◆ EXERCISE INSTRUCTIONS
Reproduce every line of the records below word for word, leaving out the pictures.

◆ SOURCE MATERIAL
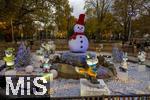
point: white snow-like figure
(54, 72)
(78, 41)
(29, 69)
(124, 64)
(142, 56)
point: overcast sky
(78, 7)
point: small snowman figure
(46, 65)
(124, 64)
(78, 42)
(9, 58)
(141, 56)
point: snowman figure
(78, 42)
(46, 65)
(142, 56)
(9, 58)
(124, 64)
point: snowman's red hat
(81, 19)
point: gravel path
(137, 84)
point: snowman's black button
(81, 41)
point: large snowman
(78, 42)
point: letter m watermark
(9, 84)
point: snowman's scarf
(75, 35)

◆ OUTPUT
point: white snow-like figure
(54, 72)
(78, 41)
(29, 69)
(124, 64)
(142, 56)
point: overcast sky
(78, 7)
point: small snowman figure
(46, 65)
(124, 64)
(78, 42)
(9, 58)
(141, 56)
point: snowman figure
(78, 42)
(46, 65)
(142, 56)
(9, 58)
(124, 64)
point: snowman's red hat
(81, 19)
point: gravel path
(137, 84)
point: snowman's black button
(81, 41)
point: large snowman
(78, 42)
point: letter m watermark
(9, 84)
point: snowman's scarf
(75, 35)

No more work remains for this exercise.